------ QUOTED TEXT
Makarov’s Press-Conference (Part I)

General Staff Chief Nikolay Makarov apparently held a lengthy press-conference today covering many topics.  He’s still advocating buying weapons abroad (when necessary), despite Prime Minister Putin’s strong support of the domestic OPK against the military’s demands.

ITAR-TASS quotes Makarov on the pending Navy headquarters move to Piter:

“Concerning a decision by the Supreme CINC [President Medvedev] to revoke the transfer of the Navy Main Staff to St. Petersburg, there has been no such decision.  We are now working on this issue.”

The General Staff Chief seemed to say there won’t be any diminution of the role or place occupied by service Glavkomaty, according to the news service.  He said the Main Commands of the services of the Armed Forces are part of the military branch of command and control which he heads.

ITAR-TASS quotes Makarov on buying arms and equipment abroad:

“We will need to buy something that isn’t produced with the quality we require.”

He compared domestic Msta-S and longer-range French Caesar howitzers:

“In France, we were shown the work of an artillery battalion which was ready to fire 30 seconds after a march.  Our analogous norm is 15 minutes.  The difference between one minute and 15 minutes is huge.”

“Therefore, we have to acquire something in order not to lag behind, but on the condition of arranging joint production in Russia.”

Interfaks quoted him on buying armor abroad:

“Some technologies certainly have to be bought in the West.”

The Defense Ministry, he says, has no desire to buy arms and equipment abroad if Russia has analogs or more modern models.  But Russia will find it hard to compete with Western firms that are cooperating with each other.  Makarov cited Renault’s APC which uses a Volvo engine.  “Our producers need to make a revolutionary leap,” Makarov concluded.

The General Staff Chief was ambivalent about the T-90 tank, according to ITAR-TASS:

“I visited the Nizhniy Tagil exhibition and got familiar with our T-90 tank.  The tank they showed us, particularly its turret, calls for serious respect.  But we have questions remaining about many drawbacks.”

“. . . the experimental-design work the factory is conducting will allow them to realize those requirements the Russian military is placing on this new product.”

ITAR-TASS also picked up Makarov’s remarks on the Tsentr-2011 exercises:

“We want to work out common approaches to employing armed forces within the ODKB [CSTO] framework.”

“Besides militaries, all other power structures, which are understood as part of the state’s military organization, in the ODKB countries will participate in these exercises.  As far as Russia goes, we want to check the country’s military organization fully by conducting a series of mobilization measures, including also industry.”
------------
------ EXERCISE MATERIALS
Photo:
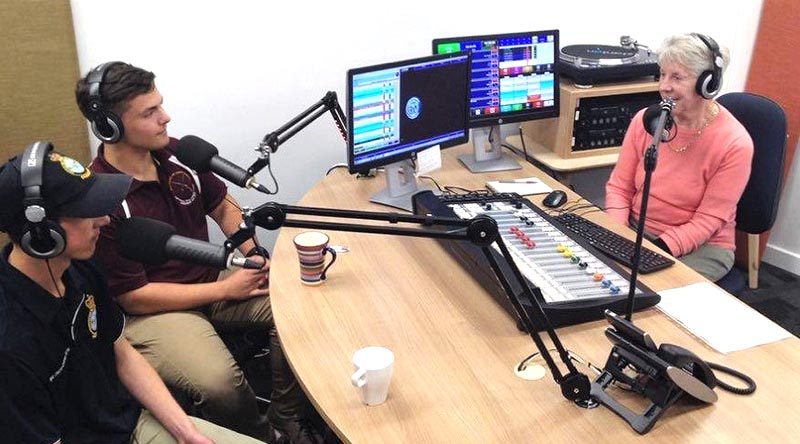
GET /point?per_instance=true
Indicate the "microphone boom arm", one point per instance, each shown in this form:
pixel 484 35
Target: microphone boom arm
pixel 270 143
pixel 481 231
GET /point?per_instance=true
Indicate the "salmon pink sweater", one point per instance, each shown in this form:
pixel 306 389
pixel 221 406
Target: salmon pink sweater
pixel 693 193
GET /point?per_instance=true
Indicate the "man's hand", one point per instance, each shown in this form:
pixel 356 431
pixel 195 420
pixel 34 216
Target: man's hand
pixel 264 261
pixel 195 438
pixel 244 284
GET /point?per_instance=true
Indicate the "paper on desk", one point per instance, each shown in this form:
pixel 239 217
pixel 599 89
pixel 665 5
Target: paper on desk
pixel 429 159
pixel 524 186
pixel 719 319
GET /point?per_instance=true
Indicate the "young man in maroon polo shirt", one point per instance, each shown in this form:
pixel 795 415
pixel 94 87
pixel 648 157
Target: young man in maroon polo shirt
pixel 66 372
pixel 174 309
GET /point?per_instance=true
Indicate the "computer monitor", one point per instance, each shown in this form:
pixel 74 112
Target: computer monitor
pixel 514 79
pixel 397 109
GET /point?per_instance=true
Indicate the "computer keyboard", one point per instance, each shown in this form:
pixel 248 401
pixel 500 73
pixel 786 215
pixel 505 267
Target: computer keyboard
pixel 612 244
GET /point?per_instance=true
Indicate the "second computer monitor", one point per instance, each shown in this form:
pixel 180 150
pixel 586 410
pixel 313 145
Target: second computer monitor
pixel 397 109
pixel 514 79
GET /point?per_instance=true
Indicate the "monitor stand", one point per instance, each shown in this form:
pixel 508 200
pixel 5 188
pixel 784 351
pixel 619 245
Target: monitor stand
pixel 401 185
pixel 488 155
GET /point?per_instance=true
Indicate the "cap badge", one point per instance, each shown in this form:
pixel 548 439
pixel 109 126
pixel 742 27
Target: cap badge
pixel 71 165
pixel 91 318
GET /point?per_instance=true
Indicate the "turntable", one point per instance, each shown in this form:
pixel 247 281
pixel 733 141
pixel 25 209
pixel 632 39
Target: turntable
pixel 592 64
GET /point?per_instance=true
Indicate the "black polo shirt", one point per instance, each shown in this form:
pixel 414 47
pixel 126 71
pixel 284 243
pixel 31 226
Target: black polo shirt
pixel 181 198
pixel 58 377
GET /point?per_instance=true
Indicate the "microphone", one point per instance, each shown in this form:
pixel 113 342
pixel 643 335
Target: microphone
pixel 153 242
pixel 202 157
pixel 652 114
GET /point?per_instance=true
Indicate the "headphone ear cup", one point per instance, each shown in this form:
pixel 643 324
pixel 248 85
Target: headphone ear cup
pixel 44 240
pixel 707 85
pixel 107 127
pixel 685 359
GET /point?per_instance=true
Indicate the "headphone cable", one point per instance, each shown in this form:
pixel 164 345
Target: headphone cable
pixel 53 278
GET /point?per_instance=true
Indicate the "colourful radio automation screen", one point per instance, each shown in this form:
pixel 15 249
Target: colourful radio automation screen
pixel 398 109
pixel 514 76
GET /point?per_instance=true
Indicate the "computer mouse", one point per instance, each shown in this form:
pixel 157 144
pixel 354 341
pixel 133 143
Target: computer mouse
pixel 555 199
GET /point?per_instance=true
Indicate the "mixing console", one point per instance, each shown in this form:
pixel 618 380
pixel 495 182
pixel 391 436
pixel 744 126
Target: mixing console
pixel 577 283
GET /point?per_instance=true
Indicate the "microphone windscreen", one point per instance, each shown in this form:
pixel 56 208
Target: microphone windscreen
pixel 195 153
pixel 142 239
pixel 650 118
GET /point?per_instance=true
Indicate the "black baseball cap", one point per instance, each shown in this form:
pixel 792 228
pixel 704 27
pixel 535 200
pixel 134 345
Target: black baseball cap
------------
* TASK SET *
1/ Update the press-conference excerpt from "Makarov’s Press-Conference (Part I)" down to "which he heads." by replacing "Navy" with "Fleet" wherever it occurs, and write out that whole stretch.
2/ Select every line of the records that contains the string "polo", matching case exactly, and copy those lines.
The press-conference excerpt has no connection to the records.

* ANSWERS IN ORDER *
1/
Makarov’s Press-Conference (Part I)

General Staff Chief Nikolay Makarov apparently held a lengthy press-conference today covering many topics.  He’s still advocating buying weapons abroad (when necessary), despite Prime Minister Putin’s strong support of the domestic OPK against the military’s demands.

ITAR-TASS quotes Makarov on the pending Fleet headquarters move to Piter:

“Concerning a decision by the Supreme CINC [President Medvedev] to revoke the transfer of the Fleet Main Staff to St. Petersburg, there has been no such decision.  We are now working on this issue.”

The General Staff Chief seemed to say there won’t be any diminution of the role or place occupied by service Glavkomaty, according to the news service.  He said the Main Commands of the services of the Armed Forces are part of the military branch of command and control which he heads.

2/
Indicate the "young man in maroon polo shirt", one point per instance, each shown in this form:
Target: young man in maroon polo shirt
Indicate the "black polo shirt", one point per instance, each shown in this form:
Target: black polo shirt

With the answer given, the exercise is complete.